AUFGABE 1
Schreibe aus den Datensätzen unten die Zeilen ab, die mit der Zeile beginnen, in der „Each instance of the wooden shelf“ steht, und bis einschließlich zum Ende der Datensätze reichen.

ZITIERTER TEXT

Interview mit Ulrich Sahm: Vielen Dank für 50 Jahre Journalismus aus Israel!

Ulrich Sahm (links) mit dem israelischen Politikwissenschaftler Yonatan Shay© JACK GUEZ / AFP

Der Israel-Kenner und Freund des jüdischen Staates, Ulrich Sahm, war Jahrzehnte als Nahost-Korrespondent tätig. Seine Objektivität und Handschlagqualität zeichneten seine Arbeit aus. Nun ist Ulrich Sahm im verdienten Ruhestand, doch es bleibt zu hoffen, dass seine Stimme der Presselandschaft erhalten bleibt. (JR)

Von Yonatan Shay

Von Ulrich Sahm habe ich zum ersten Mal 2016 gehört, als ein antisemitischer Israel-Bericht der ARD Deutsche wie Israelis entsetzte.

In dem Bericht wurde behauptet, dass Israel „Palästinensern“ in Judäa und Samaria absichtlich das Wasser vorenthielte und sie verdursten ließe. Obgleich der Bericht in sozialen Netzwerken wie in verschiedenen deutschen Zeitungen harsch kritisiert wurde, hob sich eine Stimme von den übrigen Kritikern ab – es war die des erfahrenen und angesehenen deutschen Journalisten Ulrich Sahm.

VORLIEGENDE DATEN
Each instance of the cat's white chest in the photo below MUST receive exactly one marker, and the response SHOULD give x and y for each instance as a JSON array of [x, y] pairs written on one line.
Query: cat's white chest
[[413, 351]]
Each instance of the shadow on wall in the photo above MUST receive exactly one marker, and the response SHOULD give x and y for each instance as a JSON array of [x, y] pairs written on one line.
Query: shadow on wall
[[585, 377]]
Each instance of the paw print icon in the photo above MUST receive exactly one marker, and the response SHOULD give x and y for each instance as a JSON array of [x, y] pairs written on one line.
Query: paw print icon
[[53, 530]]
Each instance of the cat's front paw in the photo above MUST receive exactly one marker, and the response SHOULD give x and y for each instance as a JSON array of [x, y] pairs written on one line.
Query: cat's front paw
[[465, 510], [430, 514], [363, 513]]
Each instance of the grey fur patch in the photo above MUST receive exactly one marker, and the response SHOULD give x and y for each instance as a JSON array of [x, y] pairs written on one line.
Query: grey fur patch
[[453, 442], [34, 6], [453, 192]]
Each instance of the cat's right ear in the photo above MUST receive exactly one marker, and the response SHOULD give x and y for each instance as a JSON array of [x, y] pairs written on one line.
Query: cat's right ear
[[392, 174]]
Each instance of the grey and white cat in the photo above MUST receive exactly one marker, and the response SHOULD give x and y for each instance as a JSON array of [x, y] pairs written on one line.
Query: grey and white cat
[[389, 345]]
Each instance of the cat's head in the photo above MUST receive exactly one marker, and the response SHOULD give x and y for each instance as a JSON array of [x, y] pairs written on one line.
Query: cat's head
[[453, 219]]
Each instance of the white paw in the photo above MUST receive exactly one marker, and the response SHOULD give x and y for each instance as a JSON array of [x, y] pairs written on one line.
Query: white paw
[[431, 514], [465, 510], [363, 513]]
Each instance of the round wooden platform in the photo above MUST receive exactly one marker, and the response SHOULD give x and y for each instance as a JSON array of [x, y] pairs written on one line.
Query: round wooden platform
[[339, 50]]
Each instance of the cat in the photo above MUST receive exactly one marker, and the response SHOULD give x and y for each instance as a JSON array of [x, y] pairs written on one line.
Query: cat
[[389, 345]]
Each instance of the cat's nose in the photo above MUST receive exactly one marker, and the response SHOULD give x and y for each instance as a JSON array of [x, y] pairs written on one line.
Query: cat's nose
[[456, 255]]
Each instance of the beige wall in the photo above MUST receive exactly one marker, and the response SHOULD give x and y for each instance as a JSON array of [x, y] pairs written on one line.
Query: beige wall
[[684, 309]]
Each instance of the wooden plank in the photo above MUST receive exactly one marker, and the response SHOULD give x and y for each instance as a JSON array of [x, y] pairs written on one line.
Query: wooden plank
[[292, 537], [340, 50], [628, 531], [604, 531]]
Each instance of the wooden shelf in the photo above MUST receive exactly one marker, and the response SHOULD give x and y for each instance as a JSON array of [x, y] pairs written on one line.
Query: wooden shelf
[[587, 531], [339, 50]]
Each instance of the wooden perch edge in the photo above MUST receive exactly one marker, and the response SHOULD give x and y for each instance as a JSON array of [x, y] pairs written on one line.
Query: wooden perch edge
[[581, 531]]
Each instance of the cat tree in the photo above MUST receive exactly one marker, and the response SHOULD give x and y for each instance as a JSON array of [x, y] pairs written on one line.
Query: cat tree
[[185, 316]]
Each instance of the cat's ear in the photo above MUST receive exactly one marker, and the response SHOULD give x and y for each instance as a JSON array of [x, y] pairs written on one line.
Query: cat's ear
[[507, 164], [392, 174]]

AUFGABE 2
Schreibe den Text über Ulrich Sahm im Anschluss an seinen letzten Satz weiter.

ENDERGEBNIS 1
Each instance of the wooden shelf in the photo above MUST receive exactly one marker, and the response SHOULD give x and y for each instance as a JSON array of [x, y] pairs written on one line.
Query: wooden shelf
[[587, 531], [339, 50]]
Each instance of the wooden perch edge in the photo above MUST receive exactly one marker, and the response SHOULD give x and y for each instance as a JSON array of [x, y] pairs written on one line.
Query: wooden perch edge
[[581, 531]]
Each instance of the cat tree in the photo above MUST receive exactly one marker, and the response SHOULD give x and y for each instance as a JSON array of [x, y] pairs written on one line.
Query: cat tree
[[185, 316]]
Each instance of the cat's ear in the photo above MUST receive exactly one marker, and the response SHOULD give x and y for each instance as a JSON array of [x, y] pairs written on one line.
Query: cat's ear
[[507, 164], [392, 174]]

ENDERGEBNIS 2
Er verstand es sehr gut, auf mehreren Kanälen die argumentative Linie von Susanne Glass und Martin Rosch des ARD-Studios Israel zu durchbrechen und ihre einseitige wie hetzerische Berichterstattung gegen Israel zu entlarven. Dabei wurden Sahms Einwände gegen den Bericht u. a. von der BILD-Zeitung zitiert.

Mein erstes Treffen mit ihm fand fast ein Jahr später statt, im Sommer 2017, als ich ihn auf der KAS ISRAEL-Konferenz in Jerusalem zum Buch von Gisela Dachs mit dem Titel DIE HERAUSFORDERUNG DER KOMPLEXITÄT: WIE MAN ISRAEL AN DIE DEUTSCHE ÖFFENTLICHKEIT VERMITTELT. Natürlich protestierten viele der Anwesenden gegen die Hetze und die Bühne, die bei dieser Konferenz geboten wurde. Ich ging sogar aus Protest mit Ulrich Sahm nach draußen, wobei wir beide nervös eine Zigarette rauchten. Wir hatten ein spannendes Kennenlerngespräch und er berichtete sogar, dass er von den antisemitischen Erfahrungen gehört hatte, die ich während meiner Zeit als Praktikant im Bundestag erlebt habe, als ich für die Jewish Agency in Deutschland arbeitete. Ich lernte viel von ihm über die Beziehungen zwischen Israel und Deutschland und wurde mit einem Freund und Vorbild gesegnet, der ein Gentleman ist und immer für Wahrheit und Gerechtigkeit einsteht.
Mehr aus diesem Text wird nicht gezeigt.